Fraudulent Credentialing as Property Fraud: Salaries and Benefits Paid to Unqualified Nurses Are “Money or Property” (Not “Right-to-Control”)
Introduction
In United States v. Gail Russ (11th Cir. Jan. 16, 2026) (per curiam) (not for publication), the Eleventh Circuit affirmed the convictions and sentences of Gail Russ, Vilaire Duroseau, and Cassandre Jean for wire fraud and conspiracy to commit wire fraud. The prosecution arose from an alleged multi-year scheme (2016–2021) to create and distribute fraudulent nursing diplomas and transcripts used by co-conspirators to obtain nursing licensure and, crucially, employment, pay, and benefits from health care providers.
The appeal presented three central issues:
- Scope of “property” in wire fraud: whether the case was an impermissible “right-to-control” prosecution under Ciminelli v. United States, and whether salaries paid to fraudulently credentialed nurses qualify as “money or property.”
- Juror replacement: whether the district court violated constitutional rights by excusing a juror (reported to have slept in court) without on-the-record questioning or a separate hearing.

EXTRACTED ENTRIES:
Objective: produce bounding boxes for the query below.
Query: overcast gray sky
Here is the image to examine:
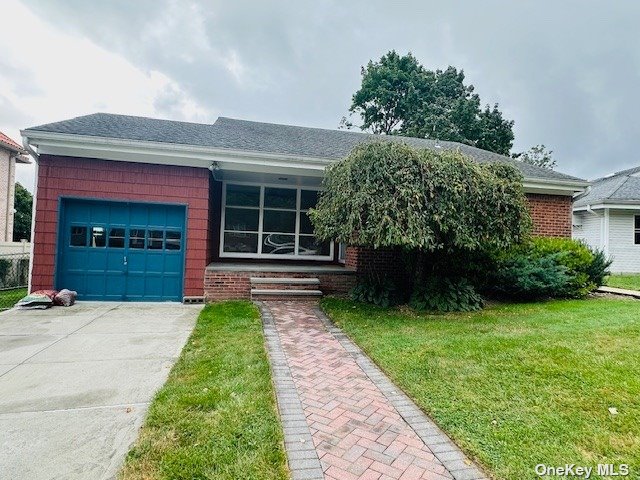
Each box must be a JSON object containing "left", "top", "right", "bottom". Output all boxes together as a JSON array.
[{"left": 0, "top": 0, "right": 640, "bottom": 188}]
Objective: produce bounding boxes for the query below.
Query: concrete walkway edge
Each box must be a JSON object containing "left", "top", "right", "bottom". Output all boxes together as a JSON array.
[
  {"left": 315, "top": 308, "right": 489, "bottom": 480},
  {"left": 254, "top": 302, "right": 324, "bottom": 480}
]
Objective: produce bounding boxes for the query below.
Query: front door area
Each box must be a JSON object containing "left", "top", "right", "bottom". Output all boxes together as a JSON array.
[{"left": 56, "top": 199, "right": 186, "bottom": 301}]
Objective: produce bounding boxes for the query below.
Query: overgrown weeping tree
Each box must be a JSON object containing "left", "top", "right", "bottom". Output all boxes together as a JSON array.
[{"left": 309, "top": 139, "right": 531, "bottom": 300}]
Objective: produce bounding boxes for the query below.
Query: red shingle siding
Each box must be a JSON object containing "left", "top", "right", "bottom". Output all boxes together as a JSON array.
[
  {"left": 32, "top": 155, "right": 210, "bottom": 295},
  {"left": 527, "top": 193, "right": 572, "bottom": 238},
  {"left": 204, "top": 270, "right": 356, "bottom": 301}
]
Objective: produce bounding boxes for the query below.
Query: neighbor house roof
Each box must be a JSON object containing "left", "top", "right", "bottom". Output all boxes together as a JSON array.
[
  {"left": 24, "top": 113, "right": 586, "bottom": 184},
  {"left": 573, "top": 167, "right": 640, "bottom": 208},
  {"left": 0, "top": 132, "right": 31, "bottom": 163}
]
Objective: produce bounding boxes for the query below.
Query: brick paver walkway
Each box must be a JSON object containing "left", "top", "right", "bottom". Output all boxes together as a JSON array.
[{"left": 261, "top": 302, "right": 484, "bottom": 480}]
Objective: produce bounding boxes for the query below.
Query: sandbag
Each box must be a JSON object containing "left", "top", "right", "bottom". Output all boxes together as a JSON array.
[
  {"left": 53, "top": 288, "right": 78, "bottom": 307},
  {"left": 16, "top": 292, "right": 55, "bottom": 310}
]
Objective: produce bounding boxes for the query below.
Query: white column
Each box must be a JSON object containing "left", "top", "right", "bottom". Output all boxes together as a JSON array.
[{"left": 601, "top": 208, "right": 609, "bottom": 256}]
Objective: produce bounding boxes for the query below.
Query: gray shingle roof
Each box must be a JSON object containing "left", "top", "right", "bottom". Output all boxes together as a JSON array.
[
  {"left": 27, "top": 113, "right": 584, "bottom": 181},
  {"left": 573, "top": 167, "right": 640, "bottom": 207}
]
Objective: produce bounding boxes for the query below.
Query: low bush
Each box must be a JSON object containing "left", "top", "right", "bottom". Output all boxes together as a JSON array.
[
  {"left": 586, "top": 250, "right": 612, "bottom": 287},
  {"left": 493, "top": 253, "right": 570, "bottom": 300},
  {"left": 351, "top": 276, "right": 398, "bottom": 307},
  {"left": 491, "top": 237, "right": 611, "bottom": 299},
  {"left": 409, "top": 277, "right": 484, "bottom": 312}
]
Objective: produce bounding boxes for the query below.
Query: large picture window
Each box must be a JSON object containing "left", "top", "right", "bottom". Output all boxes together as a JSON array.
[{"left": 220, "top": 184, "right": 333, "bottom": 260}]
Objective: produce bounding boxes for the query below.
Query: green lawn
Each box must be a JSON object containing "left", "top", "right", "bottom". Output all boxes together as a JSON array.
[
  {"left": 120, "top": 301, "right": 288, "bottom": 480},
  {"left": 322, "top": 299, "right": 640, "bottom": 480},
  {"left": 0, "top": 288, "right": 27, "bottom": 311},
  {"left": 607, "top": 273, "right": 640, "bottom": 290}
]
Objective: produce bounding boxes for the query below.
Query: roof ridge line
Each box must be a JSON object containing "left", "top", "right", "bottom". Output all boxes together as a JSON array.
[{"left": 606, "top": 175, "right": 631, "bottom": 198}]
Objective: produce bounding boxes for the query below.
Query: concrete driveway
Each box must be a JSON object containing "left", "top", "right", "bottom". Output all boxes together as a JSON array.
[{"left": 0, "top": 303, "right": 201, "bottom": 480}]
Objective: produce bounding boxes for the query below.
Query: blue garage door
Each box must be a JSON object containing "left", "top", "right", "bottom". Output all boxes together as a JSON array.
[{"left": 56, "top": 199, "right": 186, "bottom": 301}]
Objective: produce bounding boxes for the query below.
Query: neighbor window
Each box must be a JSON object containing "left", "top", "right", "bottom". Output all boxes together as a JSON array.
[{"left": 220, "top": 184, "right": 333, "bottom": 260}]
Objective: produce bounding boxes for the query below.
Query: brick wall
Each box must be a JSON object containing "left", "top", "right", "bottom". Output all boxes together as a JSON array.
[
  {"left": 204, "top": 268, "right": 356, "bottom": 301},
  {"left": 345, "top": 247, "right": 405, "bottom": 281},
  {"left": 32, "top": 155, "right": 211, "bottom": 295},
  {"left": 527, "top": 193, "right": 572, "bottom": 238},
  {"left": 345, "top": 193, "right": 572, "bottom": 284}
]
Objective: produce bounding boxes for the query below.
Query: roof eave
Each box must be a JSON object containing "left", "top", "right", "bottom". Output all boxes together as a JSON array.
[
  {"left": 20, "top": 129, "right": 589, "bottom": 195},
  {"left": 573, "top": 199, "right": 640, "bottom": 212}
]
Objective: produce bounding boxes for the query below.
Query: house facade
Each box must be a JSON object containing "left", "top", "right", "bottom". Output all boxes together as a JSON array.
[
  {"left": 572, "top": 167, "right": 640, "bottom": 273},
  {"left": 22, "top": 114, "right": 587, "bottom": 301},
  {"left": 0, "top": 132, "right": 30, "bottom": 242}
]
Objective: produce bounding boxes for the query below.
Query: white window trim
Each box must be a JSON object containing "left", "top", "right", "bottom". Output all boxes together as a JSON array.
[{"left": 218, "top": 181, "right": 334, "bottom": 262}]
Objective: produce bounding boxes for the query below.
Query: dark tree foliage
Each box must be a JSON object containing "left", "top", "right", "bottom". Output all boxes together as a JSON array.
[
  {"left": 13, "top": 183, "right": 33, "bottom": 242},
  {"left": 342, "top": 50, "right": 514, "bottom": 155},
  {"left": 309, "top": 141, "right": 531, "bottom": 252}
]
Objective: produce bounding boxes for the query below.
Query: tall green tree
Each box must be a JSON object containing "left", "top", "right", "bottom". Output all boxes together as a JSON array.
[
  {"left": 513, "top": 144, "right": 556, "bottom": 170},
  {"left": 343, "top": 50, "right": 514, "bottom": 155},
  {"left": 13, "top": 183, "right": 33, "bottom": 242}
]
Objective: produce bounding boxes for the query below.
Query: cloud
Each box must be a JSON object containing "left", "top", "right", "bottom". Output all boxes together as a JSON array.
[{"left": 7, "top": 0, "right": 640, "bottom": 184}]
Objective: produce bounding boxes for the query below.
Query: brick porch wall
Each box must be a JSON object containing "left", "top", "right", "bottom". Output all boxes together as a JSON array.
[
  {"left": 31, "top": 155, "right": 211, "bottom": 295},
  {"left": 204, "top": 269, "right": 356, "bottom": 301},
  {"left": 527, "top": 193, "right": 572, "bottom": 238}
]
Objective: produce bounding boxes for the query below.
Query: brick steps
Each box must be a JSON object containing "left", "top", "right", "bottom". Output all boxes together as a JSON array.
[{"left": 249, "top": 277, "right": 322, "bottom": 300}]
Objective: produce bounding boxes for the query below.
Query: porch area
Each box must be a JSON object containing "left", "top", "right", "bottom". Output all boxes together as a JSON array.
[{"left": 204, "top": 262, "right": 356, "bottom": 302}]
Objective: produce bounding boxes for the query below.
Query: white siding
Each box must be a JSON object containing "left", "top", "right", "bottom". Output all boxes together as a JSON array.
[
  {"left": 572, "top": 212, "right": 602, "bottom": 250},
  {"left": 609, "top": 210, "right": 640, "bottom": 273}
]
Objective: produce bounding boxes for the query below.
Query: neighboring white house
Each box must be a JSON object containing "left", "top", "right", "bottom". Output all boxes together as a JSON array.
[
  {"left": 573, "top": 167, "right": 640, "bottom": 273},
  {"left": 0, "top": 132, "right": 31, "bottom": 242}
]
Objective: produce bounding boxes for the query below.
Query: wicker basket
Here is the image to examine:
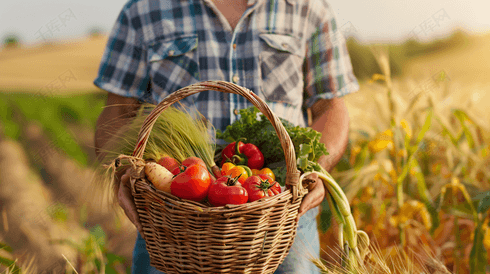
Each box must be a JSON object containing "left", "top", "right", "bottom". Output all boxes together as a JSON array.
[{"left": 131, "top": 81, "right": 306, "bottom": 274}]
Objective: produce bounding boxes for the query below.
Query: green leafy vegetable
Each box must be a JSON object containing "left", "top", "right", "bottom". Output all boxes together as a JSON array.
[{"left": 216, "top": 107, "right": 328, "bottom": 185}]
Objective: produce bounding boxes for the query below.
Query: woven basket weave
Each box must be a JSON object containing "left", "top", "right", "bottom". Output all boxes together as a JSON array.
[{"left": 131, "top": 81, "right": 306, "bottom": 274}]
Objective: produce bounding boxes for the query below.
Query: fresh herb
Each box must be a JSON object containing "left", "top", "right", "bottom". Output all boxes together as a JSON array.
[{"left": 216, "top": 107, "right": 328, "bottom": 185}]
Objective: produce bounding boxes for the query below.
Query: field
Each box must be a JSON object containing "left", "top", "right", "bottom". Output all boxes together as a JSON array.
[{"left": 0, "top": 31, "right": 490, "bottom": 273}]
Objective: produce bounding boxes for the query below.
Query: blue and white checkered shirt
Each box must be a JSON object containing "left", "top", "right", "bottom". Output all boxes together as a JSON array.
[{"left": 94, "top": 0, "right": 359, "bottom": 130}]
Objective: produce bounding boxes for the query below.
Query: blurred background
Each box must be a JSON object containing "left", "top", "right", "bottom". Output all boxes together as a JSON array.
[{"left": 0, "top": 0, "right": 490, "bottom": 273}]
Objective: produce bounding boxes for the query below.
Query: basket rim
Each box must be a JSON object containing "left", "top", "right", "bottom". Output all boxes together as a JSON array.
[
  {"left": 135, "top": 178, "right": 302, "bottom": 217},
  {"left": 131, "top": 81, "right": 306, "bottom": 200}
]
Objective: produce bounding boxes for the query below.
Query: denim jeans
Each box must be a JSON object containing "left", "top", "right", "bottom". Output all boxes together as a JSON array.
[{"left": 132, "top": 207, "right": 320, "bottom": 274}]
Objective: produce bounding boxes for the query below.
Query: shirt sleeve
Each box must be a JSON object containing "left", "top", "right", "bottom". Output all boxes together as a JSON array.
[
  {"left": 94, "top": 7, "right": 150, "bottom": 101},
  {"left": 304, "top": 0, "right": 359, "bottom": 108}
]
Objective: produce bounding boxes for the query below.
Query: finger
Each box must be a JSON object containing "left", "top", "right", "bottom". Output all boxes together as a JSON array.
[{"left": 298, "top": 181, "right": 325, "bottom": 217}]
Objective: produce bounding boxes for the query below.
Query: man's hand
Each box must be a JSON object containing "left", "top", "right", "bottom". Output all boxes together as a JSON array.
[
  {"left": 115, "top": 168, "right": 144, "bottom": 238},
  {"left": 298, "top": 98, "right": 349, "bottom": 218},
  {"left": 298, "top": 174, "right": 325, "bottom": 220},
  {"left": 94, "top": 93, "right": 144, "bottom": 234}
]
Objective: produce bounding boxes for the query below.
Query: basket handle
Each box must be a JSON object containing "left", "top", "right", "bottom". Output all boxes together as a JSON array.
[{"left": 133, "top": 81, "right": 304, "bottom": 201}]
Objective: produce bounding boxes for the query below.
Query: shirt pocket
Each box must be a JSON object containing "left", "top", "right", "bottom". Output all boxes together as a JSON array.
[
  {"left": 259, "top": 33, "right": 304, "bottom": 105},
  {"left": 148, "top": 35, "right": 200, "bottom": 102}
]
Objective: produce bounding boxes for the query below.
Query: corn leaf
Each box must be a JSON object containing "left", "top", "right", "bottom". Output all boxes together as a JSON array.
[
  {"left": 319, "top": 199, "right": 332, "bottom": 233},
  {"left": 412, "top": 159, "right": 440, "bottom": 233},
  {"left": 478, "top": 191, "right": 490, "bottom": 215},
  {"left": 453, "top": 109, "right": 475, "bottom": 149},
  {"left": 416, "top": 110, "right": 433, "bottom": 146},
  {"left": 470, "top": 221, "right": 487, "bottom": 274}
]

EXERCISE INSTRUCTIONS:
A: Copy the passage about the nursing credential fraud case from "- Juror replacement: whether" up to and including "a separate hearing.".
B: Pick up the write-up on the nursing credential fraud appeal right after its last sentence and keep it going.

ANSWERS FOR THE TASKS:
A:
- Juror replacement: whether the district court violated constitutional rights by excusing a juror (reported to have slept in court) without on-the-record questioning or a separate hearing.

B:
- Loss calculation: whether the district court erred in applying U.S.S.G. § 2B1.1(b)(1), and whether it properly used a “gain” proxy.
Summary of the Opinion
The court affirmed across the board. First, it held the Government pursued a classic property-fraud theory: the object of the deception was money (wages/benefits paid by employers), not the employers’ “right to control” economic decisions through truthful information. Second, it held the salaries and benefits were not merely incidental costs (as in Kelly v. United States) but rather a purpose of the conspiracy. Third, the court rejected challenges to the sentencing loss determination because the district court used a gain method and the appellants did not properly contest that methodology on appeal.
On juror replacement, the court held that excusing a juror who was sleeping and distracting others—without a separate hearing—fell within the district court’s discretion and did not violate the Fifth or Sixth Amendments.
Analysis
Precedents Cited
1) Defining “Money or Property” and rejecting “Right-to-Control”
- Ciminelli v. United States: The opinion treats Ciminelli as a boundary marker. Ciminelli rejects prosecutions that treat deprivation of “valuable economic information” (used to make discretionary decisions) as the “property” at issue. The Eleventh Circuit distinguished the present case by emphasizing that the object was employer money (pay/benefits), not merely an informational entitlement.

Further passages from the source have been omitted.